→ Extract provided
In the gleaming academic fortress of the National Centre for Biological Sciences (NCBS) in Bangalore, India, MCB professor Venkatesh Murthy and Advisor/Preceptor Laura Magnotti spent two weeks over winter break giving 25 engineering and computer science students a crash course in something completely different: neuroscience. The Boston Bangalore Biosciences Beginning (B4) Program, which is administered by the Harvard South Asia Institute, hand-selected the participants from about 150 undergraduate and graduate student applicants from all over India. It is supported by the Government of India’s Department of Biotechnology and the Government of Karnataka’s Department of Information Technology & Biotechnology. Through a series of five daily sessions consisting of three lectures, one presentation by a local scientist, and one hands-on demo that included activities from dissecting a goat brain to recording action potentials from a cricket leg, the students gained a comprehensive knowledge of the field of neuroscience, basic concepts, and how to apply them. “Teaching this short winter course to smart and enthusiastic students without much of a neuroscience background was gratifying because we could see in real time how excited and awestruck they became about the brain,” says Murthy, director of the B4 program.

→ Listed records
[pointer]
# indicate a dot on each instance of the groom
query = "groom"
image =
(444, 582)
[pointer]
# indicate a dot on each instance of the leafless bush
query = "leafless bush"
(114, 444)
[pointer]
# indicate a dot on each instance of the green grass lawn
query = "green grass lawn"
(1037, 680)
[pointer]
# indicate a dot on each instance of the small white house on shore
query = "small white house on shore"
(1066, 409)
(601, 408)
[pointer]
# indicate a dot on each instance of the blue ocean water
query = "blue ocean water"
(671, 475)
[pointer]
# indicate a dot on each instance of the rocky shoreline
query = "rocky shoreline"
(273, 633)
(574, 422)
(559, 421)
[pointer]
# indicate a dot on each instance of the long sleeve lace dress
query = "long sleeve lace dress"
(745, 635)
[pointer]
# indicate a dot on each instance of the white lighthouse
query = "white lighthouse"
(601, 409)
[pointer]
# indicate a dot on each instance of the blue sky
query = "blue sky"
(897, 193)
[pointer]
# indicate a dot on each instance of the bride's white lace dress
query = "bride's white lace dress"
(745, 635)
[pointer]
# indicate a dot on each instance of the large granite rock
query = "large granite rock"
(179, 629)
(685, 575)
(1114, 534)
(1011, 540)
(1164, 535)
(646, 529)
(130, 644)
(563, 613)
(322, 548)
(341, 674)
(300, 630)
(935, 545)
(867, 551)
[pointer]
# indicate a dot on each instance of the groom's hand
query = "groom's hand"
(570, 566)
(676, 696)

→ Activity A
List every institution or government department named in the article about the Bangalore neuroscience course, leaving out the B4 Program itself.
→ Activity B
According to the article about the Bangalore neuroscience course, roughly how many students applied for the 25 places?
→ Activity C
Resume the article about the Bangalore neuroscience course after its last sentence.

→ Exercise answer A
- National Centre for Biological Sciences (NCBS)
- Harvard South Asia Institute
- Government of India’s Department of Biotechnology
- Government of Karnataka’s Department of Information Technology & Biotechnology

→ Exercise answer B
About 150 undergraduate and graduate students from all over India.

→ Exercise answer C
Why teach neuroscience to students who are committed to degrees in other fields? “The educational system in India is very narrow. There are no general education requirements; once a student enters university, they pretty much only take courses in their declared field of study,” says Magnotti. Murthy himself was educated in that system at the Indian Institutes of Technology: “I only learned about biology as a research endeavor when I came to the US for grad school, and then I ended up making a career out of it. If India’s brightest students don’t know that some of the questions and ideas they come up with can be applied to solve problems in other fields, they might never do that.” The three NCBS PhD students who were teaching assistants for the B4 course – Siddharth Jayakumar, Sahil Moza, and Mostafizur Rahman –  agree. “I honestly wish I had access to such a course when I was a curious undergraduate student in India thinking about the brain,” says Moza.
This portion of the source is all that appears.